[LEESTEKST]
++++++++++++++++++++

Selecteer een pagina

Samen met de creatieve industrie

naar een duurzamer bestaan

Algemeen

Door haar grote verbeeldingskracht en haar ervaring met het ontwikkelen van nieuwe methoden, instrumenten of voorwerpen is de creatieve sector bij uitstek geschikt om bij te dragen aan de transitie naar een duurzamer maatschappij, betoogt John Huige. Hij pleit voor een slow creativity movement en schetst voorstellen voor nader onderzoek rond dit thema.

Creativiteit is een breed begrip. Het verwijst naar het vinden van originele oplossingen voor problemen, naar andere manieren van kijken die tot nieuwe interpretaties leiden of naar het ontwikkelen van artistieke of esthetische visies. Het kan ook kunst om de kunst zelf zijn, de zogenaamde l’art pour l’art. Dos Santos-Duisenberg (2010) maakt onderscheid tussen traditionele, ‘stroomopwaartse’ creatieve activiteiten – theater, beeldende kunst – en ‘stroomafwaartse’ creatieve activiteiten die dichter bij de markt liggen; adverteren, uitgeven of media-gerelateerde activiteiten.Het belang van creativiteit in de moderne maatschappij komt tot uiting in vele publicaties en overheidsrapporten. Start voor deze aandacht vormde het werk van Richard Florida’s Rise of the creative class (2002). We gaan bij de culturele en creatieve industrie uit van producten of diensten die een substantieel element bevatten met artistieke of verbeeldende waarde. Hieraan zijn veelal copyrights of andere intellectuele rechten verbonden. Enkele opmerkingen hierbij: de aandacht van overheden, van de EU tot aan individuele steden, voor creativiteit vloeit vooral voort uit hun focus op groeigerichte innovaties. Vooral steden zijn geïnteresseerd in een creatieve sector omdat deze bijdraagt aan ondernemerschap, innovatie en werkgelegenheid. Amsterdam participeert in een EU-project hierover. Bij toenemende welvaart neemt het aandeel van luxe goederen in de totale bestedingen toe en wordt meer uitgegeven aan mode, design, uitgaan en andere cultuur gerelateerde zaken.

++++++++++++++++++++

[ITEMS]
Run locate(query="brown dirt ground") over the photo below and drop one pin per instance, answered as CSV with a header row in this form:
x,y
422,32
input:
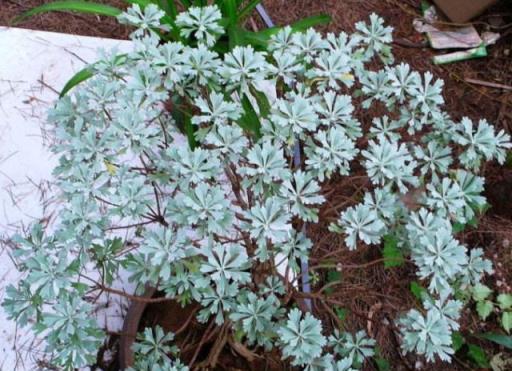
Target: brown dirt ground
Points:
x,y
373,294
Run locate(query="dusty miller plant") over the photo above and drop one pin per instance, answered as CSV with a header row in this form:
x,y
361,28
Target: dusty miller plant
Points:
x,y
217,218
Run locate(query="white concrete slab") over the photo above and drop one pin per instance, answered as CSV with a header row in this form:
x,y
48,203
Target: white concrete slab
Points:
x,y
34,66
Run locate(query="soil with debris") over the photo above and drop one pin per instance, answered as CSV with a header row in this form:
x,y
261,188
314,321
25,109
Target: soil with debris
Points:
x,y
370,295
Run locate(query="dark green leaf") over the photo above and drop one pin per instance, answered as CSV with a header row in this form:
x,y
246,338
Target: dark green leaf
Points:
x,y
478,355
504,340
342,313
457,341
458,227
382,364
246,11
229,11
189,130
309,22
74,6
249,120
263,103
392,254
417,290
78,78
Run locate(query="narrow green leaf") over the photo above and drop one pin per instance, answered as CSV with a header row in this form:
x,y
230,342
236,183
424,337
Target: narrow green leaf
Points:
x,y
480,292
391,253
309,22
78,78
189,130
382,364
504,301
457,341
341,313
504,340
169,8
263,103
246,11
478,355
229,10
235,37
458,227
74,6
417,290
249,120
506,321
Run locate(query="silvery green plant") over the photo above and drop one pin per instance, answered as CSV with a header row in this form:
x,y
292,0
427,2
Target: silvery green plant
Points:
x,y
196,217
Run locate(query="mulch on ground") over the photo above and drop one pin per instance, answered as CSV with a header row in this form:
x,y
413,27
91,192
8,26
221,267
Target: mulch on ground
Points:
x,y
73,23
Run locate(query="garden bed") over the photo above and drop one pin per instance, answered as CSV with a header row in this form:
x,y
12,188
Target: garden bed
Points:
x,y
371,295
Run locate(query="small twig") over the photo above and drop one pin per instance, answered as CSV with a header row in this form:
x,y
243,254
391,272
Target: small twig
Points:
x,y
489,84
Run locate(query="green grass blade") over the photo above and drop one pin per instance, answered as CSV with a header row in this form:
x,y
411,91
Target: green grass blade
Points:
x,y
78,78
73,6
248,9
309,22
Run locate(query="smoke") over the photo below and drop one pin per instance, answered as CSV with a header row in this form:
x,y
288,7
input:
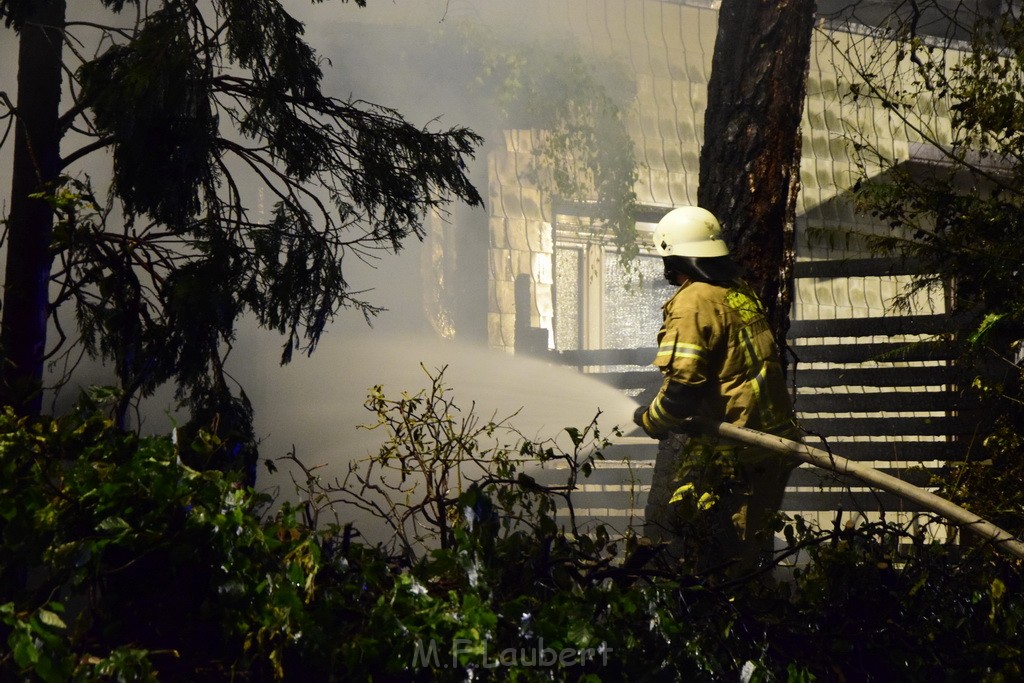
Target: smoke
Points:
x,y
386,53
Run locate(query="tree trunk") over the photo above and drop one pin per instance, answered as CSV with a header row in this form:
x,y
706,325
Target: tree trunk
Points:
x,y
36,167
750,166
750,163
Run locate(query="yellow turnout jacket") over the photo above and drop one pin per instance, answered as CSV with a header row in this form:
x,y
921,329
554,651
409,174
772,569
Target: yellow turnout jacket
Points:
x,y
720,360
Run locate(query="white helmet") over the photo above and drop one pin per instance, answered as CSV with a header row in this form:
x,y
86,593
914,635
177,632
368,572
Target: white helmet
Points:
x,y
689,230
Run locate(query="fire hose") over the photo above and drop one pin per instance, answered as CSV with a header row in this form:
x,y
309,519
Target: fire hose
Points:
x,y
962,518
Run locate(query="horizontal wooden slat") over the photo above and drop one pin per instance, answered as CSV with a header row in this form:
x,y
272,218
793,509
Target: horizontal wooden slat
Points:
x,y
849,501
857,267
881,401
836,426
876,377
898,452
804,476
865,327
881,352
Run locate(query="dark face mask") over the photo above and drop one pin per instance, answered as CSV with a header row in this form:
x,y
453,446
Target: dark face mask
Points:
x,y
717,269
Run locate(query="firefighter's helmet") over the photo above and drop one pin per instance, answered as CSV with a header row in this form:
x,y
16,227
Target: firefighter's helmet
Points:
x,y
689,231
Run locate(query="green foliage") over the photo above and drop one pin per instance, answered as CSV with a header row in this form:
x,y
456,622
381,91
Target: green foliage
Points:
x,y
961,216
121,562
239,185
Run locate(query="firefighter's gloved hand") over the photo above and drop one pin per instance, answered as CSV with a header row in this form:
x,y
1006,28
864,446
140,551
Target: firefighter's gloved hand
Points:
x,y
641,420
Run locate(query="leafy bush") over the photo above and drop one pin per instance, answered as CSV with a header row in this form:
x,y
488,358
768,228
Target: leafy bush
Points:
x,y
120,561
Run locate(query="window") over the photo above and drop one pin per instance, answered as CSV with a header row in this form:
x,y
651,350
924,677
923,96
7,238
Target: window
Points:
x,y
597,303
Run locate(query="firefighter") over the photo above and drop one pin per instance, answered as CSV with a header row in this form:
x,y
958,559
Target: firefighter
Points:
x,y
720,360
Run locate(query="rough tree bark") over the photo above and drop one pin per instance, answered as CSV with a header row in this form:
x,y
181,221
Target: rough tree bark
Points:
x,y
750,163
36,167
750,169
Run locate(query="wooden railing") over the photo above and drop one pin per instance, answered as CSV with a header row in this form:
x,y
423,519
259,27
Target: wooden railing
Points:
x,y
895,404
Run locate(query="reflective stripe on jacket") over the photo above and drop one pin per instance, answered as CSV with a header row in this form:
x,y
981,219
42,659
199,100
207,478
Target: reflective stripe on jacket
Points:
x,y
720,360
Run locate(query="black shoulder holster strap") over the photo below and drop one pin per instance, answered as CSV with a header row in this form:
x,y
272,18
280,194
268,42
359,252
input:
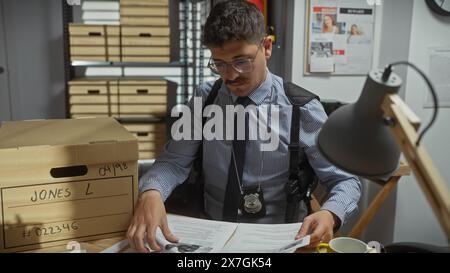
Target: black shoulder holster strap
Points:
x,y
302,178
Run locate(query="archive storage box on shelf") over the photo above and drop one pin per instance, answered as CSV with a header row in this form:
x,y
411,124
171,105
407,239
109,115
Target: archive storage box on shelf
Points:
x,y
94,42
65,180
150,30
151,138
121,97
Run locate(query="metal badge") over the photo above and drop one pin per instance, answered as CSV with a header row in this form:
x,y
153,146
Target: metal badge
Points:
x,y
252,203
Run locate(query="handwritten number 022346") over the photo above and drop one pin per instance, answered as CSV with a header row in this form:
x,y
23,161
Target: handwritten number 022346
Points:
x,y
50,230
112,169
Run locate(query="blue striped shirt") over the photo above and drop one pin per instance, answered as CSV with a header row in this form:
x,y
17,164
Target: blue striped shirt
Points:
x,y
269,169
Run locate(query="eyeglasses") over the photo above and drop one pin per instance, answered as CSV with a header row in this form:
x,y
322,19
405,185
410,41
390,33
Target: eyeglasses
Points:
x,y
244,65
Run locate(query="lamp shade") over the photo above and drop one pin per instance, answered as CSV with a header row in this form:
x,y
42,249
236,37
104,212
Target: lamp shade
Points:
x,y
356,138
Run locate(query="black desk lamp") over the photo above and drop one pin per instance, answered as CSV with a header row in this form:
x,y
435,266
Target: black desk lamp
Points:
x,y
365,138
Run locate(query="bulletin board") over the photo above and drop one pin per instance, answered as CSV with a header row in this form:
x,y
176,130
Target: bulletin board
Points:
x,y
339,37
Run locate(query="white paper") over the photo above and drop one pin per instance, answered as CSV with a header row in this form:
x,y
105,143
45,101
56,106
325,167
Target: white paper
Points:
x,y
101,15
439,74
262,237
349,28
202,236
100,5
205,233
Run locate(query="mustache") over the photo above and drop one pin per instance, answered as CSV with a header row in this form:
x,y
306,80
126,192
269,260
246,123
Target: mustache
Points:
x,y
236,81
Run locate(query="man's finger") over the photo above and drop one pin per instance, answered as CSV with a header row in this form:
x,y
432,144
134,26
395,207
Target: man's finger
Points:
x,y
167,233
304,229
139,239
327,237
130,235
317,235
151,238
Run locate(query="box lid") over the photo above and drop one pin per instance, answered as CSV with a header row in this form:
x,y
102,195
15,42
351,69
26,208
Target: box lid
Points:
x,y
85,140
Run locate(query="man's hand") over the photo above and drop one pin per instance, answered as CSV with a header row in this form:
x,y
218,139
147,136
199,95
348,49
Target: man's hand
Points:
x,y
320,225
150,214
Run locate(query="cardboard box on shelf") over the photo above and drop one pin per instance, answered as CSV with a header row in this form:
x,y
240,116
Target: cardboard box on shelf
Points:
x,y
65,180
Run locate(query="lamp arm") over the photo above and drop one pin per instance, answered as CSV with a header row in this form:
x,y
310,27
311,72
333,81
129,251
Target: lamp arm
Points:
x,y
405,128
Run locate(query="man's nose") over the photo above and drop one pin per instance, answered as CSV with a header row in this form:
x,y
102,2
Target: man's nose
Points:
x,y
231,74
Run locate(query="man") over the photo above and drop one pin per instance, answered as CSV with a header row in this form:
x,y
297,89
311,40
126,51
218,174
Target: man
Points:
x,y
235,34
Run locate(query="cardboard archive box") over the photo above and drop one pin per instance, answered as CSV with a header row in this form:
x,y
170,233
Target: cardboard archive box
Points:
x,y
65,180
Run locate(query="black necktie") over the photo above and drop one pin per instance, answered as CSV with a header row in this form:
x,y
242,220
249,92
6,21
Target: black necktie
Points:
x,y
233,192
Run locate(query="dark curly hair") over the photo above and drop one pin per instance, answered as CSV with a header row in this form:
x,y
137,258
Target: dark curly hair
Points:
x,y
233,20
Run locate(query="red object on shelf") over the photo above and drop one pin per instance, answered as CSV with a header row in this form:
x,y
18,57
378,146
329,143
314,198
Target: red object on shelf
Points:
x,y
259,4
262,6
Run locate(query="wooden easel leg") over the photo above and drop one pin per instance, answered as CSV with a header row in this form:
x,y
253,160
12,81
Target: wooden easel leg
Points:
x,y
373,208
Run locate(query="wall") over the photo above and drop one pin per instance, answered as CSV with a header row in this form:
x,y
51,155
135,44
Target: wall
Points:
x,y
404,30
33,44
345,88
415,220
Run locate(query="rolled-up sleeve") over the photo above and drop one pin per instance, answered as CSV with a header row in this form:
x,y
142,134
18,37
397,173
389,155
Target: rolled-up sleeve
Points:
x,y
173,165
344,189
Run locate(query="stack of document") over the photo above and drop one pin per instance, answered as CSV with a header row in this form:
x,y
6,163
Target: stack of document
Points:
x,y
204,236
101,12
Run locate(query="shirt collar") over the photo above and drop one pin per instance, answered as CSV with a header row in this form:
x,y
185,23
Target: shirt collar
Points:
x,y
259,94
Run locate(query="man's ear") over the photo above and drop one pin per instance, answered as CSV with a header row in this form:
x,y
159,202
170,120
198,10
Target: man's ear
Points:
x,y
267,45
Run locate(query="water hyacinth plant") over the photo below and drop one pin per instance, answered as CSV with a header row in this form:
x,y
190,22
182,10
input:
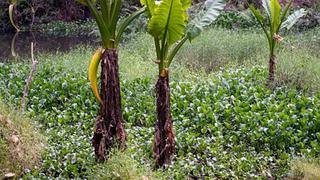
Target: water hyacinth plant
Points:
x,y
168,24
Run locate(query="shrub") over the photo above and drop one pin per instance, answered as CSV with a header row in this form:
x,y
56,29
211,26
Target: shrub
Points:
x,y
228,125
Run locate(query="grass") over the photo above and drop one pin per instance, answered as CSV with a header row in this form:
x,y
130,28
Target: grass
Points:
x,y
228,124
298,57
122,166
21,144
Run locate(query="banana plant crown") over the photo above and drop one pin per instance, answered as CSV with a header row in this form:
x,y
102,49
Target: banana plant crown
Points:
x,y
107,18
276,18
168,24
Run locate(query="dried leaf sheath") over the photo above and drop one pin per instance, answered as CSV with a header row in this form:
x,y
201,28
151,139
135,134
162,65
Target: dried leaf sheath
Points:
x,y
164,145
109,126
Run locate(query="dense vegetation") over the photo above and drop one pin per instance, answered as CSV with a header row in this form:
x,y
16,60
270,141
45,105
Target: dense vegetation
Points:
x,y
227,123
56,12
218,116
20,142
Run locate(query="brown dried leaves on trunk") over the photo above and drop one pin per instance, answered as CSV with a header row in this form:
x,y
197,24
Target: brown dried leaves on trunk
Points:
x,y
109,126
164,145
272,69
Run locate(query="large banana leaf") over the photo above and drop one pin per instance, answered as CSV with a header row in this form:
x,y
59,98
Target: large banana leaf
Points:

++++++++++++++++++++

[OPDRACHT 1]
Welk werk vormde volgens de leestekst over de creatieve industrie de start van de aandacht voor creativiteit?
[OPDRACHT 2]
Schrijf de leestekst over de creatieve industrie en duurzaamheid verder, te beginnen na de laatste zin.
De items staan los van de leestekst.

[UITWERKING 1]
Rise of the creative class (2002) van Richard Florida.

[UITWERKING 2]
Urgentie
In de afgelopen jaren verscheen een groeiende stroom boeken en artikelen over duurzaamheid. In sommige ligt meer nadruk op het verlies van natuur en biodiversiteit, zoals in Growing within Limits (2009); anderen geven een meer algemeen overzicht over de economie van onduurzaam gedrag, zoals Tim Jackson (2009) of Alejandro Nadal, of ze richten zich op strategie, zoals Lester Brown (2009). Weer anderen zijn gericht op inkomensongelijkheid als aspect van duurzaamheid, zoals Tony Judt, Stewart Lansley of Zygmunt Bauman (2011). Met een focus op Nederland schreef ik met Lou Keune Plan voor Duurzame en Solidaire Economie (2011).Ik beperk me in dit artikel tot een kort overzicht van tien relevant geachte factoren met betrekking tot duurzaamheid:

1) Overshoot en voetafdruk: op 21 augustus 2010 was het overshoot day. De ecologische diensten die de aarde ons elk jaar levert hadden we per die datum opgesoupeerd. We verbruiken op dit moment ongeveer anderhalve aarde. Per mens is ongeveer 1,8 hectare beschikbaar, terwijl we alleen al in Nederland ruim zes hectare per persoon gebruiken.
2) Klimaatverandering: We moeten echt proberen onze CO2-emissies terug te brengen tot 350 ppm (parts per million). De opwarming van de aarde maakt het klimaatsysteem instabiel, met als gevolg voedseltekorten, woestijnvorming, tekorten aan zoet water, internationale conflicten etcetera.
3) Energie en grondstoffen raken op. Het begrip peakoil staat voor het feit dat het vanaf nu alleen maar minder wordt met fossiele energie en andere grondstoffen.
4) Het verlies aan biodiversiteit op wereldschaal bedraagt nu 30 procent. In Europa is het verlies 50 procent en in Nederland is dit verlies niet minder dan 70 procent.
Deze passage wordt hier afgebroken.